## Document excerpt
★ ★ ★

The GraphQL schema specifies the types available to caller's of the GraphQL service as well as the operations available to be called to either return data or perform some function. While the schema typically describes the service, fulfillment of the service still needs to be written by some other means (GraphQL does not specify how that should be developed) in a backend service.
At a very basic level, basebox provides a lightweight but powerful annotation language to extend the functionality of a GraphQL schema to both generate a database and to query and mutation that database without having to build your own backend service. The backend service is effectively generated from the GraphQL schema using the basebox compiler.
Schema Directives
GraphQL directives are a powerful aspect of GraphQL that provides a means to describe alternative behavior within a GraphQL document. basebox creates functionality within a GraphQL schema by extending the standard GraphQL directives with our own set of compiler directives. Note that, in order for directive names not to conflict with potential future directive names being added into the GraphQL specification, we start the basebox directive names with bb_
. This is in line with the GraphQL specification.
Defining Objects / Tables
To start getting into how this works, let us look at an example of a GraphQL schema:
type List {
id: ID!
title: String!
tasks: [Task]
user: User!
}
type Task {
id: ID!
title: String!
description: String,
completed: Boolean!
user: User!
list: List!
}
type User {
username: String! @bb_primaryKey
name: String
tasks: [Task]
lists: [List]
}
This represents the GraphQL objects of a very simple Todo list application. If we focus firstly on the List type, this will generate the following table:
CREATE TABLE "List" (
"id" UUID DEFAULT gen_random_uuid() NOT NULL,
"title" VARCHAR NOT NULL,
"user_username" VARCHAR NOT NULL
);
ALTER TABLE "List" ADD PRIMARY KEY ("id");
Notice firstly that List is in double quotes; this is because GraphQL types are case-sensitive (List and list are different names) while Postgres tables by default are not. They become case-sensitive when you put them in double quotes. This thus allows us to translate GraphQL names directly to SQL names, making it easy to see which GraphQL objects correspond to which SQL tables.

★ ★ ★

## Record set
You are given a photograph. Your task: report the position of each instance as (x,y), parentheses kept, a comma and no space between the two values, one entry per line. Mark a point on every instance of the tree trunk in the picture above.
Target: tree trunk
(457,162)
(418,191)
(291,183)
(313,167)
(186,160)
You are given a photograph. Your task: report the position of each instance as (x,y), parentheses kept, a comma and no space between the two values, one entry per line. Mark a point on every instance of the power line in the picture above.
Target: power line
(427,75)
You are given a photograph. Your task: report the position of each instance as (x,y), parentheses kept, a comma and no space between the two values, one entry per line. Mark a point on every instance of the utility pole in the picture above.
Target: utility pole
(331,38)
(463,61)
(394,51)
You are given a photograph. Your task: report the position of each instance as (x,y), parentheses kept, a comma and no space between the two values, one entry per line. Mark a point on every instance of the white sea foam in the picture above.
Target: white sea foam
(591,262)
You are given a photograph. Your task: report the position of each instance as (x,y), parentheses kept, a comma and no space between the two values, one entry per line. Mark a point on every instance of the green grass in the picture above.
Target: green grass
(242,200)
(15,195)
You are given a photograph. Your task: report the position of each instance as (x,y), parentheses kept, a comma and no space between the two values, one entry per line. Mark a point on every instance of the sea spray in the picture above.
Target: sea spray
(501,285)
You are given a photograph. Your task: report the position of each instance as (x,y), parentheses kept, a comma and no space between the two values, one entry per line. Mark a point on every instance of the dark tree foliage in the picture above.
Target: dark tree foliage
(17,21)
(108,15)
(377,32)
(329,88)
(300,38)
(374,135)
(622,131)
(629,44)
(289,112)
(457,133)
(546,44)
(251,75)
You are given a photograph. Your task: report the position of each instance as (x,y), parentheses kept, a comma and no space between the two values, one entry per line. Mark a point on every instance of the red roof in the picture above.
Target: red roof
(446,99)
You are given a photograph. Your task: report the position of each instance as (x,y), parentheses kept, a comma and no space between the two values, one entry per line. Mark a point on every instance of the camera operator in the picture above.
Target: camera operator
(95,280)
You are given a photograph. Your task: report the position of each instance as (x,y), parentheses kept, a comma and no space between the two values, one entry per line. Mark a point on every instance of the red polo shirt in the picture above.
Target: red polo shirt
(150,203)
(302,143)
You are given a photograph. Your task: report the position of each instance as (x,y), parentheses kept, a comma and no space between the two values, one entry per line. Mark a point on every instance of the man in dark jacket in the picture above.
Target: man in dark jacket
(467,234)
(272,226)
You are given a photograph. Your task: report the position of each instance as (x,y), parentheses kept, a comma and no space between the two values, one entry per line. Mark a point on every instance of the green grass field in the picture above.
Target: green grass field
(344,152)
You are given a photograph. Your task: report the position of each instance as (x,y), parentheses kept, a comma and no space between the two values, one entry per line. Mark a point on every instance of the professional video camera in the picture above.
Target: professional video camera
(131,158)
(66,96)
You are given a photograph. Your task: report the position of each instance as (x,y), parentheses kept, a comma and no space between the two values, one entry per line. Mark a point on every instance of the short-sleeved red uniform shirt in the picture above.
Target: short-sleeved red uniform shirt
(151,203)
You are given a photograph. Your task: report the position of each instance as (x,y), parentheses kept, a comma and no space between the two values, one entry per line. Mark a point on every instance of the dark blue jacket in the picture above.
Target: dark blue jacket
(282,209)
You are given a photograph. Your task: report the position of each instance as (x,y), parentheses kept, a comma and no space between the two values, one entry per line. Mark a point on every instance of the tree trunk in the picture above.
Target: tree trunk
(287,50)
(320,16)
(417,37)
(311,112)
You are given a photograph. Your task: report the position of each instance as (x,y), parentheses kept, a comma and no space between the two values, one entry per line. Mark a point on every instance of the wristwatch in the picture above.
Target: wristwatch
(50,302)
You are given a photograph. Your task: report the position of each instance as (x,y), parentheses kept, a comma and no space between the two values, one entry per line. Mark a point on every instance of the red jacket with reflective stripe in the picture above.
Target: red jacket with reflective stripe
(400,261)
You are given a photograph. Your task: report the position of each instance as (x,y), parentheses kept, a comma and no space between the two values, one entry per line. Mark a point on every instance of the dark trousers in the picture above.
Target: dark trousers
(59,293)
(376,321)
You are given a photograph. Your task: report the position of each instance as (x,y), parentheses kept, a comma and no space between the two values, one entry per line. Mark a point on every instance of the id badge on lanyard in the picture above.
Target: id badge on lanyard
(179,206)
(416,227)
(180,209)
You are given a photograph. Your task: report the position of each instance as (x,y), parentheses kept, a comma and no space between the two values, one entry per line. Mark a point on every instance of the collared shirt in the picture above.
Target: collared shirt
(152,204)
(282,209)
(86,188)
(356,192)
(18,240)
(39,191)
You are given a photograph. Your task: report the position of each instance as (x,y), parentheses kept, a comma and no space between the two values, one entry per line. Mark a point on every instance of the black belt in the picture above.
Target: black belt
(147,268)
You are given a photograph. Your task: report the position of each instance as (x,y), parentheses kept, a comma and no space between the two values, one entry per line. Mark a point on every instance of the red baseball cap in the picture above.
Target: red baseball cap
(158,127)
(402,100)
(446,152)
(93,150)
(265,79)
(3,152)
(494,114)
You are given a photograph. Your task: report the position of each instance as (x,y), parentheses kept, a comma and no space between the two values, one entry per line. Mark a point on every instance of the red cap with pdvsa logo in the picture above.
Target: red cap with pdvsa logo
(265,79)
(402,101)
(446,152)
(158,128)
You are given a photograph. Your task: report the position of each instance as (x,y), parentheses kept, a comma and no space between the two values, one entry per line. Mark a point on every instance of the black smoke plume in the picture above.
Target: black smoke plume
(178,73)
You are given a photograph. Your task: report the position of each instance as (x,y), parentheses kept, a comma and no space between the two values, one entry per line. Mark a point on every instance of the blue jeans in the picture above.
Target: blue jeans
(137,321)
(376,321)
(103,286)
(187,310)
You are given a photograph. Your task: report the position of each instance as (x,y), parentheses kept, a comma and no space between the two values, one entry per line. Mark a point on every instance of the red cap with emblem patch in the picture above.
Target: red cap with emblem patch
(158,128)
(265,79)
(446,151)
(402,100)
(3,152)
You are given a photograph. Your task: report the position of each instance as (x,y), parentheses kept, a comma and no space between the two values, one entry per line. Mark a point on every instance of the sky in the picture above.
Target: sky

★ ★ ★

## Objectives
1. Using the basebox schema excerpt, decide whether each statement agrees with it: (a) basebox directive names begin with bb_; (b) GraphQL specifies how the backend service that fulfills a schema should be developed; (c) Postgres tables are case-sensitive by default.
2. Reproduce the stretch of the basebox schema excerpt from "Schema Directives" through "the GraphQL specification.".

## Results in order
1.
(a) Yes: "we start the basebox directive names with bb_"
(b) No: "GraphQL does not specify how that should be developed"
(c) No: "while Postgres tables by default are not"

2.
Schema Directives
GraphQL directives are a powerful aspect of GraphQL that provides a means to describe alternative behavior within a GraphQL document. basebox creates functionality within a GraphQL schema by extending the standard GraphQL directives with our own set of compiler directives. Note that, in order for directive names not to conflict with potential future directive names being added into the GraphQL specification, we start the basebox directive names with bb_
. This is in line with the GraphQL specification.